### 課題一覧
[a] 薄毛の相談に関する記事から、「抜け毛の本数が増えたと感じる」という語句を含む箇所で始まり「AGAが進行すると、ヘアサイクルが乱れて髪が十分に成長できなくなります。」で終わる部分を、一字も変えずに抜き出して返してください。
[b] 薄毛の相談に関する記事の内容をもとに、次の問いに答えてください。
(i) 健康な人でも1日に自然に抜ける髪は何本程度とされているか。
(ii) 横浜院が開設されたのは何年か。
(iii) 地肌が以前より目立つようになる場所として、特に挙げられているのはどこか。

### 提供テキスト
* * * * * * * * *

薄毛が気になり始めたときの相談窓口と受診の流れ

薄毛 相談, 薄毛が気になる

「最近、枕元の抜け毛が増えた気がする」「髪のボリュームが減って地肌が目立つようになったかも…」。

薄毛の悩みは非常にデリケートで誰に相談すれば良いのか、どこへ行けば良いのか分からず、一人で抱え込んでしまいがちです。

しかし薄毛、特にAGA(男性型脱毛症)は進行性のため、早期の行動が何よりも重要です。

この記事では薄毛が気になり始めた方が安心して第一歩を踏み出せるように、相談先の選び方から専門クリニックを受診する際の具体的な流れ、そしてよくある不安までを詳しく解説します。

目次

この記事の執筆者

AGAメディカルケアクリニック統括院長 前田 祐助
Dr.前田 祐助

AGAメディカルケアクリニック 統括院長

前田 祐助

【経歴】

慶應義塾大学医学部医学研究科卒業

慶應義塾大学病院 初期臨床研修課程終了

大手AGAクリニック(院長)を経て、2018年に薄毛・AGA治療の「AGAメディカルケアクリニック」新宿院を開設

2020年に横浜院、2023年に東京八重洲院を開設

院長プロフィール

資格・所属学会・症例数

【資格】

  • 医師免許
  • ⽇本医師会認定産業医
  • 医学博士

【所属学会】

  • 日本内科学会
  • 日本美容皮膚科学会
  • 日本臨床毛髪学会

【症例数】

3万人以上※

※2018年5月~2022年12月AGAメディカルケアクリニック全店舗の延べ患者数

薄毛のサイン?セルフチェックと初期症状

「もしかして薄毛が始まった…?」と感じたら、まずはご自身の状態を客観的にチェックしてみましょう。いくつかの初期サインがあります。

抜け毛の本数が増えたと感じる

健康な人でも1日に50本から100本程度の髪は自然に抜けます。

しかし、シャンプーやブラッシングの際に明らかに以前より多くの毛が抜ける、枕元に落ちている毛が目立つようになった、という場合は注意が必要です。

髪の毛にハリやコシがなくなった

AGAが進行すると、ヘアサイクルが乱れて髪が十分に成長できなくなります。

その結果、髪一本一本が細く弱々しくなり、全体的にハリやコシが失われ、スタイリングがしにくくなったと感じることがあります。

薄毛の初期サイン

チェック項目具体的な変化
抜け毛シャンプー時や枕元の抜け毛が明らかに増えた
髪質髪が細くなり、ハリ・コシがなくなった
頭皮髪をかき分けると以前より地肌が透けて見える

地肌が透けて見えるようになった

髪の密度が低下したり、髪が細くなったりすることで、特に頭頂部(O字)や分け目の地肌が以前よりも目立つようになります。

* * * * * * * * *

### 提供データ

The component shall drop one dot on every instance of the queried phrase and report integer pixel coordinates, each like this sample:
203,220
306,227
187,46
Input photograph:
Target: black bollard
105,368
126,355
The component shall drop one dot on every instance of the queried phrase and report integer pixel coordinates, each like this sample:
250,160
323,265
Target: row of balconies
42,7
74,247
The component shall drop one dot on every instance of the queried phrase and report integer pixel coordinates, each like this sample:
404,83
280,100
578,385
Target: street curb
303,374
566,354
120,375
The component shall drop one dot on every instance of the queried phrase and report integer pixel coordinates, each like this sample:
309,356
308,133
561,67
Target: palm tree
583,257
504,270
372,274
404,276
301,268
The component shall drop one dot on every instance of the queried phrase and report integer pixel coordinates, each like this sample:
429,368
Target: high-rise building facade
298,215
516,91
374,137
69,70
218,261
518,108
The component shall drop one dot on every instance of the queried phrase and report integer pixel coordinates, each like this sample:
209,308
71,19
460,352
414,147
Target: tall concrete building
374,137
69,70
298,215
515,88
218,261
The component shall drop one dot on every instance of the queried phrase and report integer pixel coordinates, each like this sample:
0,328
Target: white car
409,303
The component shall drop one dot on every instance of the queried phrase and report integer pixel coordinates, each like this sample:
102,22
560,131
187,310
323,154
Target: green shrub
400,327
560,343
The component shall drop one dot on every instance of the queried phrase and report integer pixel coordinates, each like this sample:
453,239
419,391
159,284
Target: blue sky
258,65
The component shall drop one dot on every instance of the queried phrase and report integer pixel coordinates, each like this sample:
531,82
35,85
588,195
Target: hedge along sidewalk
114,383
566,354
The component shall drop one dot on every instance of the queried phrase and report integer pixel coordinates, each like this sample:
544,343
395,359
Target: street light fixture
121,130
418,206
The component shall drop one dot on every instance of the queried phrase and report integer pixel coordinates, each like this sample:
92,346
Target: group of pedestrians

* * * * * * * * *

### 解答例
[a]
抜け毛の本数が増えたと感じる

健康な人でも1日に50本から100本程度の髪は自然に抜けます。

しかし、シャンプーやブラッシングの際に明らかに以前より多くの毛が抜ける、枕元に落ちている毛が目立つようになった、という場合は注意が必要です。

髪の毛にハリやコシがなくなった

AGAが進行すると、ヘアサイクルが乱れて髪が十分に成長できなくなります。

[b]
(i) 50本から100本程度
(ii) 2020年
(iii) 頭頂部(O字)や分け目